## [AIM]
Copy out the records below from their start through the line containing "column 242, row 520", omitting the pictures.

'''

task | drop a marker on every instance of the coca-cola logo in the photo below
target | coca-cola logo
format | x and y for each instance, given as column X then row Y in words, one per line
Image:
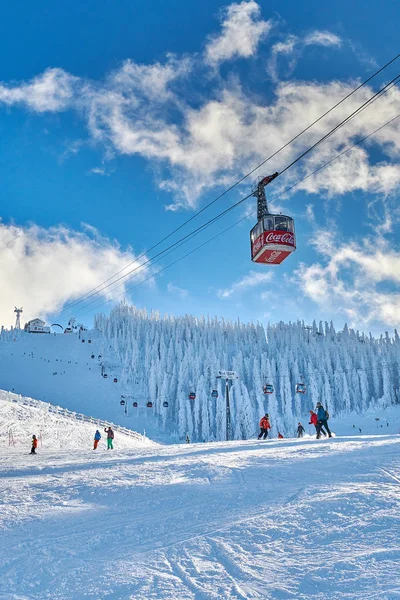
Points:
column 275, row 237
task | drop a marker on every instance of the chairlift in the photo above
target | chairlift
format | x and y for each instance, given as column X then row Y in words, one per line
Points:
column 301, row 387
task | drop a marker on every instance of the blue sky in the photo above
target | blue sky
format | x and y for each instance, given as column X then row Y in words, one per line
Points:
column 118, row 121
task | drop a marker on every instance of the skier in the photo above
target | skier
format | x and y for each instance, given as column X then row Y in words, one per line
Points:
column 34, row 444
column 264, row 426
column 314, row 421
column 323, row 417
column 97, row 438
column 110, row 437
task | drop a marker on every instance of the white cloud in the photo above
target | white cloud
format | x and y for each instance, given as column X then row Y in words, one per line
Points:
column 349, row 279
column 322, row 38
column 251, row 280
column 45, row 268
column 242, row 30
column 140, row 110
column 52, row 91
column 174, row 289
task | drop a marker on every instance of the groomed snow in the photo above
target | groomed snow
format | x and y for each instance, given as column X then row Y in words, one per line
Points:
column 242, row 520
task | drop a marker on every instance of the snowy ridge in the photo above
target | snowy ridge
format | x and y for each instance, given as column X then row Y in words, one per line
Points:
column 18, row 422
column 166, row 358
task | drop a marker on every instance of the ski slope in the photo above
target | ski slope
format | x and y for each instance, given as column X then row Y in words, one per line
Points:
column 55, row 427
column 59, row 369
column 300, row 519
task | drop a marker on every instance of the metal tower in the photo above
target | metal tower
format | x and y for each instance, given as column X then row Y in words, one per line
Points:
column 18, row 317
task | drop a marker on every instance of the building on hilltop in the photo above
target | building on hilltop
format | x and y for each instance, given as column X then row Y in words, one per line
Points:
column 36, row 326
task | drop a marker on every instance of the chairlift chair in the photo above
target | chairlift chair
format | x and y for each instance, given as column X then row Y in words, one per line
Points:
column 268, row 388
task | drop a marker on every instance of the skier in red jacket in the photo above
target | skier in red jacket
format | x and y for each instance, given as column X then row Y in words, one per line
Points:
column 314, row 421
column 264, row 426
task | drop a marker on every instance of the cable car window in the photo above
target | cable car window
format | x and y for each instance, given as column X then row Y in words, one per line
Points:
column 268, row 224
column 281, row 224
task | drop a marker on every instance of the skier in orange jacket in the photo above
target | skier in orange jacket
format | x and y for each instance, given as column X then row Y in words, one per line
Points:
column 264, row 426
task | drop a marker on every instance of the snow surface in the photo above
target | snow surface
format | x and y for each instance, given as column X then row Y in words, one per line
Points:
column 55, row 427
column 280, row 520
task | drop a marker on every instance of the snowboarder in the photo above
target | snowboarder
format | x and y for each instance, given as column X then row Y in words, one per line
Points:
column 110, row 437
column 314, row 421
column 322, row 422
column 34, row 444
column 97, row 438
column 264, row 426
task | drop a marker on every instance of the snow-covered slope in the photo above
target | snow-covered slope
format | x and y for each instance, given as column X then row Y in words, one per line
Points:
column 55, row 427
column 59, row 369
column 280, row 520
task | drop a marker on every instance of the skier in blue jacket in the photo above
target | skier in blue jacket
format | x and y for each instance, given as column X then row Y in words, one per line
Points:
column 322, row 416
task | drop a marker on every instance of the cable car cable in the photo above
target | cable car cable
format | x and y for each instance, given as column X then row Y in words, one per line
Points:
column 321, row 167
column 96, row 289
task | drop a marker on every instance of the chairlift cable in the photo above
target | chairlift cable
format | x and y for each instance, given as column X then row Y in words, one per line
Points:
column 281, row 193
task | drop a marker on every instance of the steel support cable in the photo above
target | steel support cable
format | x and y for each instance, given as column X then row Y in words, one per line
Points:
column 95, row 290
column 365, row 105
column 320, row 168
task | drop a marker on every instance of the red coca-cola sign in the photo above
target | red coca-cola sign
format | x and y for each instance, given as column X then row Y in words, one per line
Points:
column 279, row 237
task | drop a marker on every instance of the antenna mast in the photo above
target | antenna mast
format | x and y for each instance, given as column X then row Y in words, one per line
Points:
column 18, row 317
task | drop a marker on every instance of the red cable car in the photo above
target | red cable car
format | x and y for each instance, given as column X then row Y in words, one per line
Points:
column 273, row 238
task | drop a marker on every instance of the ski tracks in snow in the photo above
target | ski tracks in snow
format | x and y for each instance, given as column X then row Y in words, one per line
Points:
column 238, row 521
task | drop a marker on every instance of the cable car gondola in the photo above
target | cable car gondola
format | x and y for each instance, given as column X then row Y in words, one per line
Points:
column 268, row 388
column 301, row 387
column 273, row 238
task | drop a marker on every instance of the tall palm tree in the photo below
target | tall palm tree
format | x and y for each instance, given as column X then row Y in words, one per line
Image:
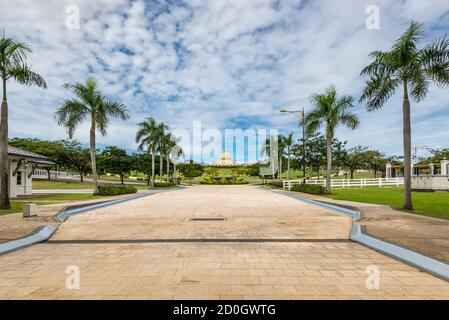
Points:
column 91, row 104
column 161, row 147
column 288, row 142
column 412, row 69
column 13, row 66
column 147, row 137
column 330, row 111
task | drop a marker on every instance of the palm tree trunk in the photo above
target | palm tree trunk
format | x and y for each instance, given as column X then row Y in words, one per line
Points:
column 168, row 168
column 174, row 171
column 407, row 135
column 152, row 168
column 161, row 161
column 93, row 155
column 329, row 160
column 4, row 162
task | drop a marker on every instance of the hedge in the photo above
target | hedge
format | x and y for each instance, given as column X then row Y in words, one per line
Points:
column 164, row 184
column 309, row 188
column 276, row 184
column 114, row 190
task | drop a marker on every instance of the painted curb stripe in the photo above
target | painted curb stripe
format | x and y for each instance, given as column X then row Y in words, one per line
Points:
column 41, row 235
column 414, row 259
column 417, row 260
column 66, row 214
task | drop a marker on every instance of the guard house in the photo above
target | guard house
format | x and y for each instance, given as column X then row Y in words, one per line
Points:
column 429, row 177
column 22, row 164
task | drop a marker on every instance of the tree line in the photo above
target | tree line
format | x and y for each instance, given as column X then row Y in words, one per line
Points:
column 405, row 67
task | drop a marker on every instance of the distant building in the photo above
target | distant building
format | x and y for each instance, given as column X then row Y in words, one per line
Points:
column 225, row 160
column 22, row 164
column 429, row 177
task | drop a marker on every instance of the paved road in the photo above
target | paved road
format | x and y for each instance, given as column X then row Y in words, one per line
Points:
column 269, row 246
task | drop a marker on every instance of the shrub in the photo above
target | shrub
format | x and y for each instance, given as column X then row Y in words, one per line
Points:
column 163, row 184
column 276, row 184
column 309, row 188
column 114, row 190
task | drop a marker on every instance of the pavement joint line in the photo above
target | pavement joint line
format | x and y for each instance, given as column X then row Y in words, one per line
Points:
column 209, row 240
column 434, row 267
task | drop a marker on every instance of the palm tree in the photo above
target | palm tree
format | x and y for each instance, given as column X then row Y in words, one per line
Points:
column 13, row 66
column 147, row 136
column 412, row 69
column 330, row 111
column 288, row 142
column 168, row 143
column 90, row 103
column 161, row 140
column 176, row 151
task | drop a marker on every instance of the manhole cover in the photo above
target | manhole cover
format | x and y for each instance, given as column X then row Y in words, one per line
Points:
column 208, row 219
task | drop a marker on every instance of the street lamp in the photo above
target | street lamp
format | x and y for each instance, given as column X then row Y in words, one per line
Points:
column 301, row 115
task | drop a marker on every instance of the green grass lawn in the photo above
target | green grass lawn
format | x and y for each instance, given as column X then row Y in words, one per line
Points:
column 433, row 204
column 17, row 204
column 46, row 184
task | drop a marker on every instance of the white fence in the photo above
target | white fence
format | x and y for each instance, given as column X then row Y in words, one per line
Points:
column 349, row 183
column 43, row 172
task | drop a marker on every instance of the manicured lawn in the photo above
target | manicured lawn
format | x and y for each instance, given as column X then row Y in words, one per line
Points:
column 45, row 184
column 433, row 204
column 17, row 204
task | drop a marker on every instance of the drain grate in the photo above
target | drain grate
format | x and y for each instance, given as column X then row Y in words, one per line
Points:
column 208, row 219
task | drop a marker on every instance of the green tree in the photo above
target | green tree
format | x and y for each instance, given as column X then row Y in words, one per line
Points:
column 288, row 142
column 191, row 170
column 75, row 156
column 406, row 67
column 117, row 161
column 330, row 111
column 13, row 56
column 147, row 137
column 90, row 103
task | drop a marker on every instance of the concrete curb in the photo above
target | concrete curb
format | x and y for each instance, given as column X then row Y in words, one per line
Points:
column 64, row 215
column 414, row 259
column 355, row 215
column 44, row 233
column 419, row 261
column 41, row 234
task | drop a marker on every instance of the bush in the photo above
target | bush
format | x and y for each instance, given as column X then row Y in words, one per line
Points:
column 223, row 181
column 309, row 188
column 114, row 190
column 164, row 184
column 276, row 184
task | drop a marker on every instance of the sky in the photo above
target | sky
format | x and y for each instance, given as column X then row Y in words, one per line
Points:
column 229, row 64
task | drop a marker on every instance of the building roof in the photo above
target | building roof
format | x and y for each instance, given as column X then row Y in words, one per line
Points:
column 30, row 156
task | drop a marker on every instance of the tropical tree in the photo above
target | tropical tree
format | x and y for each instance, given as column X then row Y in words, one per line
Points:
column 330, row 111
column 413, row 70
column 117, row 161
column 90, row 103
column 288, row 142
column 13, row 56
column 147, row 137
column 161, row 145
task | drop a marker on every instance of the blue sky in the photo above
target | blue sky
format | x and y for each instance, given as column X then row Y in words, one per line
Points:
column 229, row 64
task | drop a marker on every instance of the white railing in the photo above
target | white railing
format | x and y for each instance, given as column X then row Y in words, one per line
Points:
column 42, row 172
column 349, row 183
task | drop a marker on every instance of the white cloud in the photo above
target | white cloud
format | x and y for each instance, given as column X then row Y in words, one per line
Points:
column 217, row 61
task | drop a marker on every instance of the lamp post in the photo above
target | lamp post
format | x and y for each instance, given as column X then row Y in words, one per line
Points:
column 301, row 115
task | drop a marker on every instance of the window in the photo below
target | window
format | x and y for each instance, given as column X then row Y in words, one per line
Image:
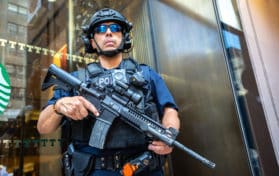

'''

## [ANSWER TO THE EXERCISE]
task | drop a marker on every instance of the coca-cola logo in the photo below
target | coca-cola logo
format | x and y for each instance, given as column X then row Y in words, one per line
Image:
Points:
column 275, row 237
task | drop a marker on every instance of the chairlift in the photo above
target | chairlift
format | x and y for each instance, given as column X then row Y in words, one per line
Points:
column 301, row 387
task | drop a marker on every instance of the blue sky in the photo above
target | blue sky
format | x and y for each instance, given as column X then row Y in words, one per line
Points:
column 118, row 121
task | drop a marker on every instance of the skier in the photo above
target | skier
format | x and y for each instance, given as column X then row Y in words, one per line
Points:
column 34, row 444
column 264, row 426
column 314, row 421
column 323, row 417
column 97, row 438
column 110, row 437
task | drop a marker on every instance of the white cloud in the photo above
target | white cloud
format | x and y for each instance, given as column X then row Y in words, one per line
Points:
column 349, row 279
column 322, row 38
column 251, row 280
column 45, row 268
column 242, row 30
column 140, row 110
column 52, row 91
column 174, row 289
task | drop a marker on every instance of the groomed snow in the photo above
target | groomed snow
format | x and y for each instance, given as column X then row Y in words, one per line
Points:
column 242, row 520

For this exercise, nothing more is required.